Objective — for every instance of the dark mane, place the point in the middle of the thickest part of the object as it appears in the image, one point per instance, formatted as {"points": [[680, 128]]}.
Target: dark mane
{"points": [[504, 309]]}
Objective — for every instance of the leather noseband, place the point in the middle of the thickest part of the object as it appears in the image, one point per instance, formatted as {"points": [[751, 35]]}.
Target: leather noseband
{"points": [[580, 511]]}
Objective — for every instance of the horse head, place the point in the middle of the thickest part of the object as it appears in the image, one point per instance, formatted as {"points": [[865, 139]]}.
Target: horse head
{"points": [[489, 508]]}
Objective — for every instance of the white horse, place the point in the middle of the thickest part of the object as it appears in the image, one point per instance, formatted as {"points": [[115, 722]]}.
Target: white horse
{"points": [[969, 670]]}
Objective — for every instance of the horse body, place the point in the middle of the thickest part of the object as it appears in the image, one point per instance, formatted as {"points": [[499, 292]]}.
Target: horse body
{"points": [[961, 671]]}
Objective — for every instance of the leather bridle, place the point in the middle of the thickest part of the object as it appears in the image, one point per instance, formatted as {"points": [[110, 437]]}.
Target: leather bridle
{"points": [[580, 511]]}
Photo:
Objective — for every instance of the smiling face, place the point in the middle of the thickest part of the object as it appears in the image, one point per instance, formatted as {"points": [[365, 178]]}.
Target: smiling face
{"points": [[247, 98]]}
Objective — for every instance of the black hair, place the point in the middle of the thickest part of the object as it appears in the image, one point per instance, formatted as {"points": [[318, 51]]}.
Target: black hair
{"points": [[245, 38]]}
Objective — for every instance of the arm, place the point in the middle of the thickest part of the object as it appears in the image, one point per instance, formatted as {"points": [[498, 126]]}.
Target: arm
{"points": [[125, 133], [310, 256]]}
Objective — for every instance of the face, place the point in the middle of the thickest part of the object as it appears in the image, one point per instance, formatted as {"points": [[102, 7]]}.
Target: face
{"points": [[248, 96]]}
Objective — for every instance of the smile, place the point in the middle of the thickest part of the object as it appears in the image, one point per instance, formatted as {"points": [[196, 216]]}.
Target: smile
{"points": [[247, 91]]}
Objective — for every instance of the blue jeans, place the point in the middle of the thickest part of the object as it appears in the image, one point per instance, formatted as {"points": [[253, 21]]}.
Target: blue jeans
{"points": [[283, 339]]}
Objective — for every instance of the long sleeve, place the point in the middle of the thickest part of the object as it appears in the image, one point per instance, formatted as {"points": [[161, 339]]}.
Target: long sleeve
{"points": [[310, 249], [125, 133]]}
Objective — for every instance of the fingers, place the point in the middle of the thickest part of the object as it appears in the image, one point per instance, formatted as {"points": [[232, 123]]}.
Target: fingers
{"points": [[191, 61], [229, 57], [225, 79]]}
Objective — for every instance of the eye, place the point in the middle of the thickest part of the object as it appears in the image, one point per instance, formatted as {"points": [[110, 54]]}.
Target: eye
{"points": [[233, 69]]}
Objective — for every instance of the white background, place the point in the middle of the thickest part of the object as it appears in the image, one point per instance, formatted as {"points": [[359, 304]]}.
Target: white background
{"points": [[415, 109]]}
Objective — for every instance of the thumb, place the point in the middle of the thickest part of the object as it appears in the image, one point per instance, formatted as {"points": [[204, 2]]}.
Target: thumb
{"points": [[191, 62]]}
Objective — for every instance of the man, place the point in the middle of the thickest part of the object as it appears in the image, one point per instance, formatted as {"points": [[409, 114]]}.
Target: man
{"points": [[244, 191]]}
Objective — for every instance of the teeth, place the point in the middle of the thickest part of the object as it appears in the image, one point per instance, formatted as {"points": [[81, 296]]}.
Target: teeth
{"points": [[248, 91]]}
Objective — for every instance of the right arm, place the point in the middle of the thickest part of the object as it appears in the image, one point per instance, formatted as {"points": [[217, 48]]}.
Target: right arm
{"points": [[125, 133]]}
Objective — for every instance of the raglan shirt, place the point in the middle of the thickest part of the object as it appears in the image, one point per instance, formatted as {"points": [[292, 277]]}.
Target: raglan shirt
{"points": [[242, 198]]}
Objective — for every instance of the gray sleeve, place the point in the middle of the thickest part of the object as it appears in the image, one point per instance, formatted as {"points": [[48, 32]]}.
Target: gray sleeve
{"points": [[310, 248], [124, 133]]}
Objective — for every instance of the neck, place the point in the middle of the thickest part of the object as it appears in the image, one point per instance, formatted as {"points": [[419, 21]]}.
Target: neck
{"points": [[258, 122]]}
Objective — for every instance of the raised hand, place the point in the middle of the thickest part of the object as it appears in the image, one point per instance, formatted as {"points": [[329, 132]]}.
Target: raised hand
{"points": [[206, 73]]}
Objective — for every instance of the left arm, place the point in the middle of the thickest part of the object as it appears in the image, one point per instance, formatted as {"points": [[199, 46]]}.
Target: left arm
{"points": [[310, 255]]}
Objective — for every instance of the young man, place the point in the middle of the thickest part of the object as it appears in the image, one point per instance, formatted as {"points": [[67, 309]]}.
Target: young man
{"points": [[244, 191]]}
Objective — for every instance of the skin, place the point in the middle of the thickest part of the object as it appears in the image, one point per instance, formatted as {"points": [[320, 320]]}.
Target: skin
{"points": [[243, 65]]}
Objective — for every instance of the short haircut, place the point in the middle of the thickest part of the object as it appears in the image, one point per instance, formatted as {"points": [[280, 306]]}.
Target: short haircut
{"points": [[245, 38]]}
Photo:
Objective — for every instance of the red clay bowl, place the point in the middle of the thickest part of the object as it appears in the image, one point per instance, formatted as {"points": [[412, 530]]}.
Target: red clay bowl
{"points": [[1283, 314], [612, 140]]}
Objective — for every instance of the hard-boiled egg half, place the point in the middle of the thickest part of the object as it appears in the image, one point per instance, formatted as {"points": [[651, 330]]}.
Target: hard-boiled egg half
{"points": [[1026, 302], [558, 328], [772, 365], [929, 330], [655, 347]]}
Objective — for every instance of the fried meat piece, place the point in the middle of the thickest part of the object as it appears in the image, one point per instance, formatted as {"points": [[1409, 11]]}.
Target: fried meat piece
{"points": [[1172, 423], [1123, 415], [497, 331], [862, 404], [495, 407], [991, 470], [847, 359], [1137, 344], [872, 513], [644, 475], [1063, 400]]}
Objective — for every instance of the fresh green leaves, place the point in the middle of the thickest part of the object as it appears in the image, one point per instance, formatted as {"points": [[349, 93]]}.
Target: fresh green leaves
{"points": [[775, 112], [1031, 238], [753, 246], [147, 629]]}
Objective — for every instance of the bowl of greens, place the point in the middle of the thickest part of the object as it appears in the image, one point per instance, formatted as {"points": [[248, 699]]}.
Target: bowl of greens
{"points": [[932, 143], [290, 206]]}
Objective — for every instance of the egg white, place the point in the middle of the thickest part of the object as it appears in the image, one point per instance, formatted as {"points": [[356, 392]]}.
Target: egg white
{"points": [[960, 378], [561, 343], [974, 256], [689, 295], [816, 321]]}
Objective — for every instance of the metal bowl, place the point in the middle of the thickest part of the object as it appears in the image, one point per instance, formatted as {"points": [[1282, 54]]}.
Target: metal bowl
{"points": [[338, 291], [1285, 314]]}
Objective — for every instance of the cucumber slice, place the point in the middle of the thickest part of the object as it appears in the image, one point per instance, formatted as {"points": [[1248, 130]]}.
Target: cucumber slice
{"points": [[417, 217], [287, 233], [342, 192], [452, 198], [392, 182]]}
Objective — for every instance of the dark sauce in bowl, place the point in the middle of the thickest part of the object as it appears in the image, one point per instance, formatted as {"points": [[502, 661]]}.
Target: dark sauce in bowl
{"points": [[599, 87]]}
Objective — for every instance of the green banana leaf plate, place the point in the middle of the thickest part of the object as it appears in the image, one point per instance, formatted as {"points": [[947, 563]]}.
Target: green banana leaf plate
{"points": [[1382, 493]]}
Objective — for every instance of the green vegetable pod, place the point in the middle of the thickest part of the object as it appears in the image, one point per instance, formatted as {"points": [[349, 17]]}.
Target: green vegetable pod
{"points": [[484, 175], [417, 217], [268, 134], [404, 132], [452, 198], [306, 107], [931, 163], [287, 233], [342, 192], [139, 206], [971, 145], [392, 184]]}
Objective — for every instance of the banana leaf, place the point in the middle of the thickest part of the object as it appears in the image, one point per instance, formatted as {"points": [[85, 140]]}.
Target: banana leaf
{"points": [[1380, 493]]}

▶ _TASK ITEM_
Of the entries listed above, reproduce only the lines starting at the line containing "Objective — for every instance of the arm, place" and ending at the line containing "Objective — for every instance of the fingers, place". Include both, exactly as they stand.

▶ _WRITTEN ANSWER_
Objective — for every instance of the arm, place the point in the middle of the thickest part of the object as it appears in the image, one point per instance, formatted as {"points": [[498, 126]]}.
Target: arm
{"points": [[125, 133], [310, 256]]}
Objective — for every instance of the face, place the point in the middle of the thickest part of the object as it appears in the image, one point per instance, formatted as {"points": [[102, 7]]}.
Target: face
{"points": [[248, 96]]}
Objective — for every instance of the smile, place the point in the middle of the thickest part of the object as it appears in the image, one point per instance, formatted as {"points": [[196, 216]]}.
Target: smile
{"points": [[247, 91]]}
Objective — for every instance of the blue jeans, place the point in the middle of the thickest part of the object as it appears in the image, one point per instance, formatted as {"points": [[253, 21]]}.
Target: blue jeans
{"points": [[283, 339]]}
Objective — for every instance of the long sleeve, place the point in the middle of the thickest part of the object as it appears in the image, one point per instance, formatted as {"points": [[161, 339]]}.
Target: long sleeve
{"points": [[310, 249], [125, 133]]}
Objective — for every instance of the fingers, place the point in the middle of the thickest part of the object as it appears in the image, one point per instance, formatted as {"points": [[232, 123]]}.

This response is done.